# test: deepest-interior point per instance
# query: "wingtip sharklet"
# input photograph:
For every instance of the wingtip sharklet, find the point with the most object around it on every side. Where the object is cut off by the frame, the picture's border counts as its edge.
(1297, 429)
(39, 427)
* * *
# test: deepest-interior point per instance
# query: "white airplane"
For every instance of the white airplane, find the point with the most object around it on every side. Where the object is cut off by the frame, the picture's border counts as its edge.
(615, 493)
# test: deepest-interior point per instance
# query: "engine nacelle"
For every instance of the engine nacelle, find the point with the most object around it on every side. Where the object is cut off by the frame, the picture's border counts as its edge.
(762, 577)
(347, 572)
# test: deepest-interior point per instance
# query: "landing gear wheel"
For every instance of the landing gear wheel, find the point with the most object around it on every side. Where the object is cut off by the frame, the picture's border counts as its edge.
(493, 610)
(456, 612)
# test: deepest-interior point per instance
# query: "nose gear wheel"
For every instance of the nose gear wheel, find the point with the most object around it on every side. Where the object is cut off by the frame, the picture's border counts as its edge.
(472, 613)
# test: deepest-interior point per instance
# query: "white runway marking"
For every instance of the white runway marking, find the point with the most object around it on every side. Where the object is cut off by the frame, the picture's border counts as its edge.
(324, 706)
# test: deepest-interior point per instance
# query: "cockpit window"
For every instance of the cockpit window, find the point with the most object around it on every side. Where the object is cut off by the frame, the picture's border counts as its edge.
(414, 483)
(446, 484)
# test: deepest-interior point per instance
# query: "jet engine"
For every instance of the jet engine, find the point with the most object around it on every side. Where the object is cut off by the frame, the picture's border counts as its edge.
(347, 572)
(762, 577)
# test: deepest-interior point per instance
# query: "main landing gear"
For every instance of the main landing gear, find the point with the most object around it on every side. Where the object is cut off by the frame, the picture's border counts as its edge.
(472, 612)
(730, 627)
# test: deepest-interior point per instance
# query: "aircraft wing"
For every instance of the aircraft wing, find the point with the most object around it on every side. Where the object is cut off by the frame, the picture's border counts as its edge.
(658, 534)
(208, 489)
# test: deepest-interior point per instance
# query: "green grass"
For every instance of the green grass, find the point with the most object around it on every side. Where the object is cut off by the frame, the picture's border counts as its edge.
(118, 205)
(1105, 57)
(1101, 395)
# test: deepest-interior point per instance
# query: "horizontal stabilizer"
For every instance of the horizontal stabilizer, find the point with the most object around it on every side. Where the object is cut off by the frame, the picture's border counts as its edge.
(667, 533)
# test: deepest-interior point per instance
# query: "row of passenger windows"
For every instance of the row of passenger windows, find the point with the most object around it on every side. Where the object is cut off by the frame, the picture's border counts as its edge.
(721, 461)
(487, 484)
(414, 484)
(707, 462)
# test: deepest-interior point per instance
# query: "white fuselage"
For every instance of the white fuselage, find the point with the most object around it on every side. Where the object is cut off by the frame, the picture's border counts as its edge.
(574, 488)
...
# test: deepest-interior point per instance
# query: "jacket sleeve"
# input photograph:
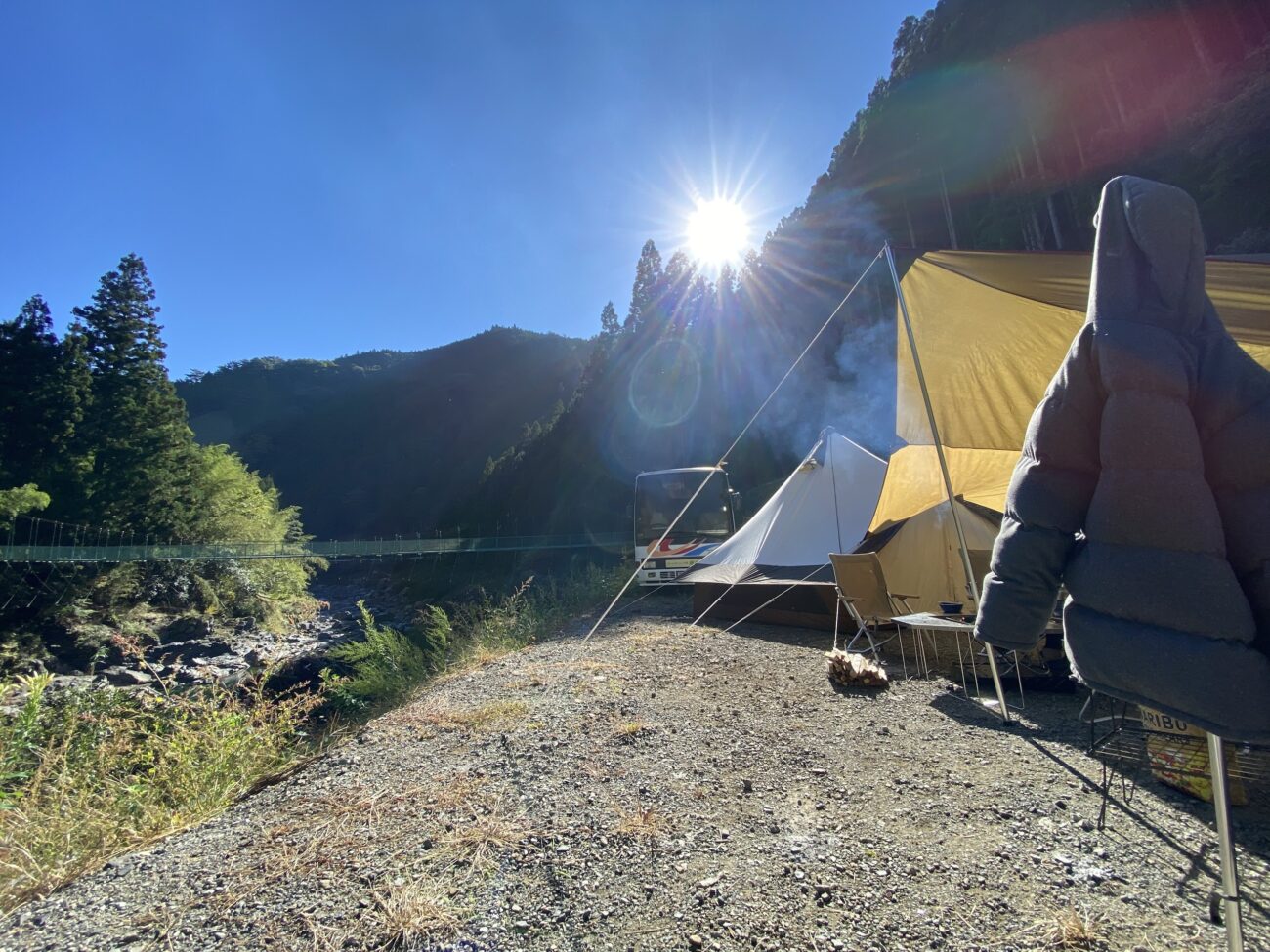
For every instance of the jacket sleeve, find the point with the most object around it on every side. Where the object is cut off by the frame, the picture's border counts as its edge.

» WHAT YOU NEED TO DO
List each line from the rows above that contains the word "green", copying every such line in full.

» TASK RESPONSE
# query: "green grass"
For every instance of the green grass, find the point with the most object around it on every side. Where the object is cut off by the frame, the picture's border counts as its edge.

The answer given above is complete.